-------- EXTRACTED MATERIAL --------

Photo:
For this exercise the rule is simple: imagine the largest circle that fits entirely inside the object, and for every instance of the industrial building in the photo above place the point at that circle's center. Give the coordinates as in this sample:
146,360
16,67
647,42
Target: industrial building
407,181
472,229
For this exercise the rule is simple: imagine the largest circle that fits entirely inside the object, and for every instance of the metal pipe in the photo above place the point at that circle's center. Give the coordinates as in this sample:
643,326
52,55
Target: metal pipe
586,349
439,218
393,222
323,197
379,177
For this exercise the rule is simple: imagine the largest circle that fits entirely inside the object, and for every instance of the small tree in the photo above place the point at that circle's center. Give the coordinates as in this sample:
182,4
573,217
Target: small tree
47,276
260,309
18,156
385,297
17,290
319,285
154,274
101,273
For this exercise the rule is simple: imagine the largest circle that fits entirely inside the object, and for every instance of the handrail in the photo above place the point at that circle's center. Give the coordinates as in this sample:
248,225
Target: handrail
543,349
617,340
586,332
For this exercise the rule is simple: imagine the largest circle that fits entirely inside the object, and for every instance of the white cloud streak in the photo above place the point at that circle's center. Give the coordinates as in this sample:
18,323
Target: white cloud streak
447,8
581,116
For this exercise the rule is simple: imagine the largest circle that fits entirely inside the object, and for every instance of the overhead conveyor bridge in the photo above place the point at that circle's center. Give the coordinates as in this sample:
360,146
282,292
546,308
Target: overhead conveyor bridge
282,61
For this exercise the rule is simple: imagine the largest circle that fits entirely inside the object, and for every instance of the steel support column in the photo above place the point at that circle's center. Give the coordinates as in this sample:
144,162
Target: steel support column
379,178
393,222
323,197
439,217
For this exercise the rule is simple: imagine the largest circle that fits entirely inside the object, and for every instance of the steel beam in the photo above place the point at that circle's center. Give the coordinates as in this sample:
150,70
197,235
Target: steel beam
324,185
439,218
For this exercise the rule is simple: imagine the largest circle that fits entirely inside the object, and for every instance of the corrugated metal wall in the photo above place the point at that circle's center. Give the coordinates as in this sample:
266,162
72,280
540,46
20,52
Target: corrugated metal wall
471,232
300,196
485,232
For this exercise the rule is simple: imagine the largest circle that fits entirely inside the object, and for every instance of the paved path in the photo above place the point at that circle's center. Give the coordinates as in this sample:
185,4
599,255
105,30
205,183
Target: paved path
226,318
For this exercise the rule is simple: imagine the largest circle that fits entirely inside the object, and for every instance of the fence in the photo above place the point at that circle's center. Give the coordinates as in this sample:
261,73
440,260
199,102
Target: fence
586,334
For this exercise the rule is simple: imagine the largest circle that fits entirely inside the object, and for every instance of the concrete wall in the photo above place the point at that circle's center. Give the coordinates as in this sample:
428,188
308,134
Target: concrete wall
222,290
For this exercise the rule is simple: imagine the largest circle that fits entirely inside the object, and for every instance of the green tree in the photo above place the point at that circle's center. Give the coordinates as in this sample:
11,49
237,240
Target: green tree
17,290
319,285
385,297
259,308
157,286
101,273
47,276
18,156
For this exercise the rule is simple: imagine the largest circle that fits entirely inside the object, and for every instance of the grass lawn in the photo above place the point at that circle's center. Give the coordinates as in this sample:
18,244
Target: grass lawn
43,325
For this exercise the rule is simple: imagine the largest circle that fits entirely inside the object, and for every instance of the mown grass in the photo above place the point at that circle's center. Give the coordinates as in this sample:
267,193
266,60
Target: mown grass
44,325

--------

**TASK STATEMENT**
Convert the stretch from the line containing "of the mown" through the last line of the listing into a JSON list of strings, with one string per line and no blank lines.

**SOLUTION FOR THIS PROBLEM**
[
  "For this exercise the rule is simple: imagine the largest circle that fits entirely inside the object, and for every instance of the mown grass in the photo above place the point at that circle's center. Give the coordinates as in this sample:",
  "267,193",
  "266,60",
  "Target: mown grass",
  "44,325"
]